__Extracted information__.
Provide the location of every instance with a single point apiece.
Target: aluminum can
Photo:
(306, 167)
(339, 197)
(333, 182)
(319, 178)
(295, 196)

__What the exercise asks__.
Each line of the listing is to be printed again, unchanged.

__Your solution__.
Provide the location of every instance with a single point apiece.
Target: aluminum can
Photo:
(306, 167)
(339, 197)
(333, 182)
(319, 178)
(295, 196)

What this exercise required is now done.